**YOUR GOAL**
Retype each of the records below word for word, leaving nothing out and changing nothing.

**EXERCISE DATA**
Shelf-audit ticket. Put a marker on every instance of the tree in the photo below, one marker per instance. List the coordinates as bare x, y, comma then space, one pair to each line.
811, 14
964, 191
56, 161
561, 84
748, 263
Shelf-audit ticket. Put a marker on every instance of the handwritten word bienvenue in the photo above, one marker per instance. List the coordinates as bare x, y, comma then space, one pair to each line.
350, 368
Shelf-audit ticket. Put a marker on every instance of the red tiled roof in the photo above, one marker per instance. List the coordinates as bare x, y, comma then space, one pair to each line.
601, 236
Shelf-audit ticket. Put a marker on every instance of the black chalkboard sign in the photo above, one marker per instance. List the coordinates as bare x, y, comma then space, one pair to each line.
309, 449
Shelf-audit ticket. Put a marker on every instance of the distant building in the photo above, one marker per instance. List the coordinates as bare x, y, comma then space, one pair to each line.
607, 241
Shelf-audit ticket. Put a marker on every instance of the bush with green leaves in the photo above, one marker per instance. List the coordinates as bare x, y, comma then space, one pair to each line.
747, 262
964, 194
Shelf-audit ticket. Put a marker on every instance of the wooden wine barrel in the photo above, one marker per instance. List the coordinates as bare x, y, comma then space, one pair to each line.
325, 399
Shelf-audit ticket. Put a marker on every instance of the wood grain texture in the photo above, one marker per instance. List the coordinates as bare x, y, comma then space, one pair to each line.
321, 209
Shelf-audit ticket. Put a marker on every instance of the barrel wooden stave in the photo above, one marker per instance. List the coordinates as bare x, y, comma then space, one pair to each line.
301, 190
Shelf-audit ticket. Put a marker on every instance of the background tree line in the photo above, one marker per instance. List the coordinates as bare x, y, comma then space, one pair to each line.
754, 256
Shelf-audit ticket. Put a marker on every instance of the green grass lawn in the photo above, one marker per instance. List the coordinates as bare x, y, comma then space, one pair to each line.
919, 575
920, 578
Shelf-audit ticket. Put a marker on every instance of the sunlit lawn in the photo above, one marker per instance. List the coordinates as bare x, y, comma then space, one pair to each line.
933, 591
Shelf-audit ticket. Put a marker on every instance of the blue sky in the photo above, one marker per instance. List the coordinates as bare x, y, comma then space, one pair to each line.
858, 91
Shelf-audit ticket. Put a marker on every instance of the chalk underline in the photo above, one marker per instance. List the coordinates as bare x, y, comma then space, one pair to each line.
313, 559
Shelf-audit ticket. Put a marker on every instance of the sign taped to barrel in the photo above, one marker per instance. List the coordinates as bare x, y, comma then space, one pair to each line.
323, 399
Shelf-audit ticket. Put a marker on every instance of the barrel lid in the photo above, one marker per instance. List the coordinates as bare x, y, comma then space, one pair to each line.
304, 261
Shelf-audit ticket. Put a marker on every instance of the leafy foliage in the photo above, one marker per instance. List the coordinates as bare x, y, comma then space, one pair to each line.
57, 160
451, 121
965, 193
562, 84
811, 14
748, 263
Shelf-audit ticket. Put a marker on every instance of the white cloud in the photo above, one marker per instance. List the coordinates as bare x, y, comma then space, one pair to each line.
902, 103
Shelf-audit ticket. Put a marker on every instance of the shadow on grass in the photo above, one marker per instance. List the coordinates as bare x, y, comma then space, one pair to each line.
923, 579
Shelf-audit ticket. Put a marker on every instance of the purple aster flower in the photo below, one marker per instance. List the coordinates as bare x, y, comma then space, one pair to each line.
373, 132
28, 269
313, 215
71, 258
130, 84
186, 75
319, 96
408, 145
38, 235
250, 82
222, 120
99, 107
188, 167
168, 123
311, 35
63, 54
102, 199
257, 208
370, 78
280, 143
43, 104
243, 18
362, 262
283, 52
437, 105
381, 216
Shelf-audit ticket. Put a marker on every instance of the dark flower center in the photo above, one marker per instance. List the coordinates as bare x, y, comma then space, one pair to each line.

**RESULT OF THE TASK**
Shelf-audit ticket. Put a marker on every instance of the tree in the photo below, one marker per instance. List the coordinates as bare x, y, comma then space, one pair to each line.
811, 14
964, 191
56, 161
561, 84
748, 263
Shelf-audit ticket. Put a marker on every instance of the handwritten word bienvenue in the photo above, one marker per instance. List the coordinates as bare x, y, comma then space, one pair to each line.
350, 368
Shelf-audit ticket. Put a marker on every instance of the red tiled roof in the photo above, one marker per instance. List the coordinates as bare x, y, comma then space, one pair to each line.
601, 236
Shelf-audit ticket. Put a marker on every instance of the black chalkboard sign in the photo above, one marker per instance. List the coordinates as bare x, y, comma then space, one pair to each line.
309, 449
Shelf-audit ticket. Put a marker on every instance of the distant building in the photo above, one marker per instance. List the coordinates as bare x, y, comma then space, one pair to each line.
607, 241
Shelf-audit ticket. Put a marker on every instance of the bush with green leaves in the photo above, one marker per instance. List the coordinates as bare x, y, comma then space, one pair to each line.
747, 262
964, 194
Shelf-audit ticket. Put a marker on every instance of the wooden wine barrel in the photo above, one marker per instance. List the coordinates as bare x, y, comma then space, one pair to each line.
325, 399
Shelf-audit ticket. Put a marker on every instance of the wood grain texture in the photo above, one marker per instance. List the coordinates as bare x, y, comma then space, one pair to each line.
321, 209
Shelf-audit ticket. Put a marker on every instance of the barrel wooden stave in the photo above, one marker per instance. List the coordinates as bare x, y, comma then space, one pair to each line.
301, 190
Shelf-audit ticket. Put a marker on every instance of the background tree line in the photo above, one marker per instance. List the coordinates as bare x, y, comma then space, one pair to each line.
754, 256
Shelf-audit ticket. Put a marker on every instance of the green grass lawn in the photo above, one marker per instance. List the coordinates as bare x, y, comma then space, one pair to each line.
919, 575
920, 578
Shelf-audit ticket. Put a marker on every instance of the sunlit lawn in the photo above, one marker per instance. List the coordinates as bare x, y, comma then space, one pair to each line.
933, 591
Shelf-audit ticket. Put a marker on every instance of the blue sky in the photo above, one marker per instance. List the coordinates as bare x, y, comma then space, one pair to each line.
858, 91
Shelf-audit ticket. Put a marker on every instance of the chalk underline in the photo above, one marker per instance. List the coordinates as bare x, y, comma then space, one pair to each line.
313, 559
Shelf-audit ticket. Put a marker on every instance of the sign taped to barrel in the photo above, one marker per instance. List the coordinates as bare x, y, comma then space, one pair to each line.
323, 399
Shelf-audit ticket. Put a marker on every instance of the barrel lid in the photo above, one marker per instance. List the coordinates as bare x, y, comma then space, one pair to each line.
304, 261
Shelf-audit ticket. Put a marker on every instance of the leafy foliage in the photo above, one marker per instance. List the coordinates as bare x, y, comma then space, one pair to each line.
57, 160
451, 121
965, 193
562, 84
811, 14
748, 263
Shelf-audit ticket. Put a marker on every instance of the white cloud in the photo above, one marker per instance. List the coordinates as bare x, y, comma then space, one pair to each line.
902, 103
Shelf-audit ticket. Put a marker on every instance of the shadow on grass in the photo above, one marker per instance. List the coordinates as bare x, y, comma then space, one pair to each line.
923, 579
Shelf-audit ticket. Put a marker on every instance of the purple aster flower in the photo below, one marker per instance. List the coordinates as bare x, y, comma then space, one pair to each line.
373, 132
28, 269
313, 215
71, 258
130, 84
186, 75
319, 96
408, 145
38, 235
250, 82
222, 120
99, 107
188, 167
168, 123
311, 35
63, 54
102, 199
257, 208
370, 78
280, 143
43, 104
243, 18
362, 262
283, 52
437, 105
381, 216
Shelf-audit ticket. Put a marker on every instance of the dark flower center in the photo above, one marker per instance. List the coordinates as bare x, y, comma then space, one pair to each line.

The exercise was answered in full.